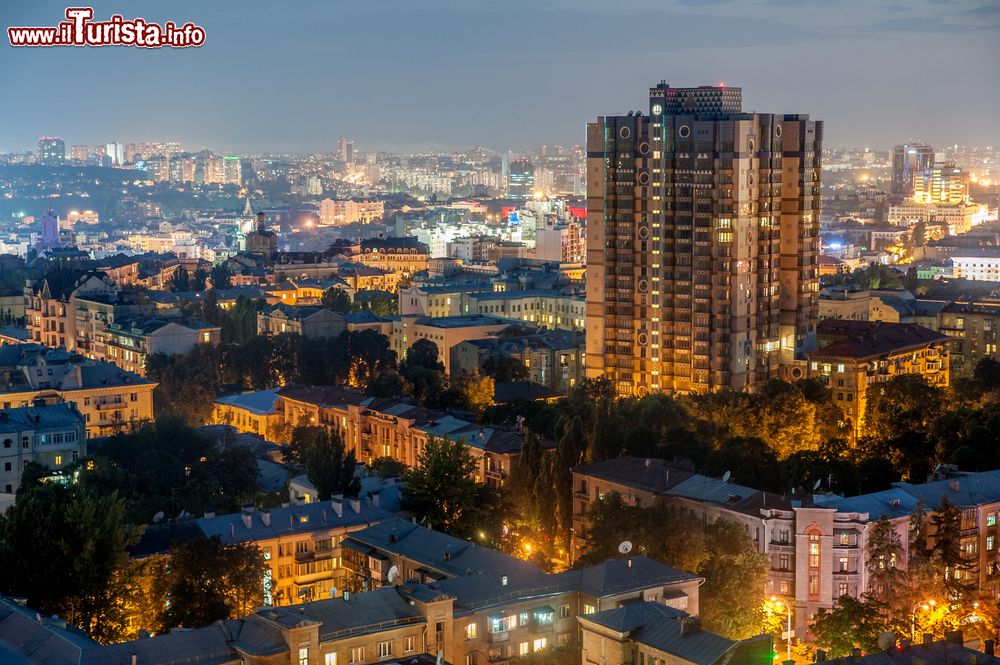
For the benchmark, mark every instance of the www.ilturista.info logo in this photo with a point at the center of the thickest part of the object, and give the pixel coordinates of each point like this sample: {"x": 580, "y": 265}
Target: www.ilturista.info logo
{"x": 80, "y": 30}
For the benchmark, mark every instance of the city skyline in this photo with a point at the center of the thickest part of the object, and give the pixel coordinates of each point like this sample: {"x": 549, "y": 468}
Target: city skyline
{"x": 451, "y": 76}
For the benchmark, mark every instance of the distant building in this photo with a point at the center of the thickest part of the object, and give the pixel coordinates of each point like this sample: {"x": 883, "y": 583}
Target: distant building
{"x": 51, "y": 151}
{"x": 313, "y": 322}
{"x": 521, "y": 179}
{"x": 52, "y": 435}
{"x": 853, "y": 356}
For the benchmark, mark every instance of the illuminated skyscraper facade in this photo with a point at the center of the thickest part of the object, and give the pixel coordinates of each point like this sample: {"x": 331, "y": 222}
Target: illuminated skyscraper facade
{"x": 702, "y": 243}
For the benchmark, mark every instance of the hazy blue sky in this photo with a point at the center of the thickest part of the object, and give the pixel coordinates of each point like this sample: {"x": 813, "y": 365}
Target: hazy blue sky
{"x": 295, "y": 74}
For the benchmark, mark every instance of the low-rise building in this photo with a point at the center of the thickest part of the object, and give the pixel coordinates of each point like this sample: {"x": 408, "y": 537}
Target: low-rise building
{"x": 53, "y": 435}
{"x": 853, "y": 355}
{"x": 308, "y": 321}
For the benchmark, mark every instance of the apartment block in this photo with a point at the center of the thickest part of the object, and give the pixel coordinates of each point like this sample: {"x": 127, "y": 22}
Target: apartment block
{"x": 52, "y": 435}
{"x": 702, "y": 242}
{"x": 108, "y": 397}
{"x": 308, "y": 321}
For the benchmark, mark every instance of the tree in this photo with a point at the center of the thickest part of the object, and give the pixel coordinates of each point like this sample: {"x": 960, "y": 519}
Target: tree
{"x": 735, "y": 578}
{"x": 180, "y": 281}
{"x": 851, "y": 624}
{"x": 330, "y": 468}
{"x": 61, "y": 547}
{"x": 208, "y": 581}
{"x": 442, "y": 487}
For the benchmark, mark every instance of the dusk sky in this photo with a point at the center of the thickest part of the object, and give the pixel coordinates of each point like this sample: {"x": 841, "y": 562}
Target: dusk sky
{"x": 412, "y": 74}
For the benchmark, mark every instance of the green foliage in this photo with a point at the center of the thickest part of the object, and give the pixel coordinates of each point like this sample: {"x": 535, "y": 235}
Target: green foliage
{"x": 61, "y": 547}
{"x": 181, "y": 280}
{"x": 442, "y": 490}
{"x": 330, "y": 468}
{"x": 851, "y": 624}
{"x": 732, "y": 598}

## DIRECTIONS
All of the data above should be quoted exactly, except for the pictures.

## EXERCISE RESPONSE
For the benchmark, mark every instance of the www.ilturista.info logo in this photo with a point at the center of the thickest part of the object, and give the pixel coordinates of each point like this sample: {"x": 580, "y": 265}
Target: www.ilturista.info logo
{"x": 80, "y": 30}
For the benchmark, mark every instance of the city skyline in this photo with a point at the center of the thickest part of the object, and give the pixel coordinates of each point like this sample: {"x": 549, "y": 468}
Target: city skyline
{"x": 451, "y": 76}
For the benchmark, mark every instance of the distant building in this photo with a point at the center of the thickest part of the object, and give the pixel coordinates of each point like this sample: {"x": 883, "y": 583}
Target: distant building
{"x": 51, "y": 151}
{"x": 313, "y": 322}
{"x": 521, "y": 179}
{"x": 52, "y": 435}
{"x": 853, "y": 356}
For the benchmark, mark every instance of the illuminated skyscraper facade in this photo with a point at the center of the thickest part of the object, and give the pixel coordinates of each point like this sample: {"x": 331, "y": 222}
Target: illuminated skyscraper facade
{"x": 702, "y": 243}
For the benchmark, mark every instance of the hazy blue sky in this photo with a point at the center of the thickest part of the object, and give the pixel coordinates of each point like this sample: {"x": 813, "y": 365}
Target: hazy blue sky
{"x": 295, "y": 74}
For the benchmark, mark every instance of the low-rise building in this photo with a point at the center of the thickest part of the object, and give the pixel coordinates of each point like this sample: {"x": 408, "y": 537}
Target: low-rise building
{"x": 53, "y": 435}
{"x": 853, "y": 355}
{"x": 308, "y": 321}
For the benchmark, mark every instance of the apartment block in this photo with a point at the center of the thickest part of the object, and give the pixel coordinates of each point like this sample: {"x": 127, "y": 22}
Target: apartment block
{"x": 52, "y": 435}
{"x": 702, "y": 242}
{"x": 108, "y": 397}
{"x": 308, "y": 321}
For the benchmark, mark every instance of the tree in this photo with a point at the center of the thickest part of the object, and give the pixel coordinates of each point like this sample: {"x": 960, "y": 519}
Target: tree
{"x": 735, "y": 578}
{"x": 180, "y": 281}
{"x": 851, "y": 624}
{"x": 330, "y": 468}
{"x": 61, "y": 547}
{"x": 208, "y": 581}
{"x": 442, "y": 487}
For the benchmark, mark every instance of the dusk sky in this photo with a point at the center of the thickest part of the object, and give the pixel coordinates of each point like this sample: {"x": 841, "y": 562}
Target: dusk sky
{"x": 412, "y": 74}
For the benchmark, mark every instance of the green foliage in this photo with a point at the center of the thickest part of the object, and give the pixel coordinates of each point like this sample: {"x": 535, "y": 235}
Target: green foliage
{"x": 61, "y": 547}
{"x": 181, "y": 280}
{"x": 442, "y": 490}
{"x": 330, "y": 468}
{"x": 851, "y": 624}
{"x": 732, "y": 598}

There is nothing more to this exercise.